▶ **SOURCE PASSAGE**:
-- begin --

Experts At The Table: The Growing Signoff Headache

First of three parts: Defining signoff and its problems; the impact of multiple power islands and millions of transistors; static timing analysis; the pros and cons of margin; how EDA companies choose their R&D targets.


By Ed Sperling
Low-Power/High-Performance Engineering sat down to discuss signoff issues with Rob Aitken, an ARM fellow; Sumbal Rafiq, director of engineering at Applied Micro; Ruben Molina, product marketing director for timing signoff at Cadence; Carey Robertson, director of product marketing for Calibre extraction at Mentor Graphics; and Robert Hoogenstryd, senior director of marketing for signoff at Synopsys. What follows are excerpts of that conversation.

LPHP: What exactly is signoff, and where are the problems?
Aitken: Signoff is when the design team has committed to themselves that their design will yield at whatever PPA (power/performance/area) target that they have—and that’s mostly a power and performance target these days. So when do you say you’re done? And what other assumptions lurk in there, not just in the tool flow? What else are you thinking when you say, ‘This chip has passed and now it’s time to sign it off?’
Rafiq: Signoff means completing all checks with respect to targets set forth before submitting the chip database to the foundry. This involves meeting timing targets with corresponding on chip variation and flat margins in regards to timing; meeting and verifying foundry design rules and recommendations; voltage island implementation and verification; static, dynamic drop and EM rules targets, and full chip IP integration checks. Signoff also means your physical checks meet your criteria, and your power targets, speed and area meet your goals.

-- end --

▶ **ROWS**:
-- begin --

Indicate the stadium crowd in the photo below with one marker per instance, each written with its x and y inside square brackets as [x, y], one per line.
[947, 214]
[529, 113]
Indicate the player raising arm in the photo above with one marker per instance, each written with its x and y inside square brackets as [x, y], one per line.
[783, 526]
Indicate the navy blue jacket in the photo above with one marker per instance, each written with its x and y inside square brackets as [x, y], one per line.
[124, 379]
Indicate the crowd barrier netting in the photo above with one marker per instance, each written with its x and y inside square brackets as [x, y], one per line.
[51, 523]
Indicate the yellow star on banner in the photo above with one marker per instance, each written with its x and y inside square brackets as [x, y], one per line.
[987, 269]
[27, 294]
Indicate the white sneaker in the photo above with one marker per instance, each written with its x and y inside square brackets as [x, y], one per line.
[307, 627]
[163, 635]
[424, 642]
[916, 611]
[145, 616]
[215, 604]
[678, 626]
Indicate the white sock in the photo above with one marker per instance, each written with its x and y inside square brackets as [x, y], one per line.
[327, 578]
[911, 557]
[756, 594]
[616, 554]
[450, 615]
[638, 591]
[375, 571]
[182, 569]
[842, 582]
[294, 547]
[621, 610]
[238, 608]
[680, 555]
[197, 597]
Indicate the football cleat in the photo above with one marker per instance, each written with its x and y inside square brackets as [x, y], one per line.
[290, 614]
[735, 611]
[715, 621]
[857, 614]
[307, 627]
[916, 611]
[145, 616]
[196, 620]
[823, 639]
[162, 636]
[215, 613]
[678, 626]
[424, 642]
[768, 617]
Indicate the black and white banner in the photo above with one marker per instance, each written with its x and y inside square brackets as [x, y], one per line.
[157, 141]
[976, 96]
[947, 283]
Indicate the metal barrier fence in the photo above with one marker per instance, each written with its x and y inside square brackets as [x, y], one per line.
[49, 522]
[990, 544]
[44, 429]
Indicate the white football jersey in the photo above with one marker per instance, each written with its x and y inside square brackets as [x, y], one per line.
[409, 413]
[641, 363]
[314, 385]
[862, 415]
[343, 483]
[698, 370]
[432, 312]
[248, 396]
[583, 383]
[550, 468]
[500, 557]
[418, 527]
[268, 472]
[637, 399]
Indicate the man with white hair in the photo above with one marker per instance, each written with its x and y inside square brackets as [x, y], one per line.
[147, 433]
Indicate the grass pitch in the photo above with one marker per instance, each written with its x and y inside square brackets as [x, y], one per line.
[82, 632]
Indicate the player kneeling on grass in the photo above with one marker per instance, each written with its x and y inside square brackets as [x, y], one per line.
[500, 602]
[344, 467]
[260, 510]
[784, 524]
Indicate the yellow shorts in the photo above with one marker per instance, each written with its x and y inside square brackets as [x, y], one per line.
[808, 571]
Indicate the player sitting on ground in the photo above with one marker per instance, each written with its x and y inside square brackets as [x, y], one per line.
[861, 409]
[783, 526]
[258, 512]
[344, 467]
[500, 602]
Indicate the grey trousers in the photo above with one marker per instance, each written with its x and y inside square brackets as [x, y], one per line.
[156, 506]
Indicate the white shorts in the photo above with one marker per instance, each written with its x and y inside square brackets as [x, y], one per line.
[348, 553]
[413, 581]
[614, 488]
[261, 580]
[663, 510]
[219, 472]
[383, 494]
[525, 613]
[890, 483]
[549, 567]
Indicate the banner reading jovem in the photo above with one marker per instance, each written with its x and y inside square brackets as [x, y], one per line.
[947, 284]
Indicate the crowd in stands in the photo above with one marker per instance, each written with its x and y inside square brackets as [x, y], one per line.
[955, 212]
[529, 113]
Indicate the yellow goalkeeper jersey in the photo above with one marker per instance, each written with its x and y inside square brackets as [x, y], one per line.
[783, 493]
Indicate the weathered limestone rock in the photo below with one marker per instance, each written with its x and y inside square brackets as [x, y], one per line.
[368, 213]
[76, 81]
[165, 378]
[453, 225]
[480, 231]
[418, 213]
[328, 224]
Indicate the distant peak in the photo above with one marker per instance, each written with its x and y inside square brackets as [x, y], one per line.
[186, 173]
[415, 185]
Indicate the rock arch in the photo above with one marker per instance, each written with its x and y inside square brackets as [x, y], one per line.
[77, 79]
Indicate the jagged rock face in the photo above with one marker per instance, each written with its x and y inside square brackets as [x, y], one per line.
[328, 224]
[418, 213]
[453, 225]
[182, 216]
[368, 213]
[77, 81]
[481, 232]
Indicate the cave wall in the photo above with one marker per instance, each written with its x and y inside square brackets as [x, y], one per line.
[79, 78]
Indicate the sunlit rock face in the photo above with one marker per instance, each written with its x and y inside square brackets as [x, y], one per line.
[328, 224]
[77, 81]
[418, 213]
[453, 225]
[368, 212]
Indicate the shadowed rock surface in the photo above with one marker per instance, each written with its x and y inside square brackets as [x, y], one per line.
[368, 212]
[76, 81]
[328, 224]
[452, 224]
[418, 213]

-- end --

▶ **LIST OF TASKS**:
(1) In the signoff discussion, please rewrite the passage from "First of three" up to and including "their R&D targets.", substituting "voltage domains" for "power islands".
(2) Answer these questions from the signoff discussion:
(a) What is Carey Robertson's title, and at which company?
(b) According to Rafiq, all checks are completed before what is submitted to the foundry?
(c) According to Aitken, what kind of target is the PPA target mostly these days?
(3) Decide whether each statement agrees with the signoff discussion, and quote the words that settle it:
(a) This article is the second of three parts.
(b) Ruben Molina works at Synopsys.
(c) Rafiq counts full chip IP integration checks as part of signoff.

▶ **ANSWERS TO THE PROBLEMS**:
(1)
First of three parts: Defining signoff and its problems; the impact of multiple voltage domains and millions of transistors; static timing analysis; the pros and cons of margin; how EDA companies choose their R&D targets.

(2)
(a) Director of product marketing for Calibre extraction at Mentor Graphics.
(b) The chip database.
(c) A power and performance target.

(3)
(a) No: "First of three parts"
(b) No: "Ruben Molina, product marketing director for timing signoff at Cadence"
(c) Yes: "and full chip IP integration checks"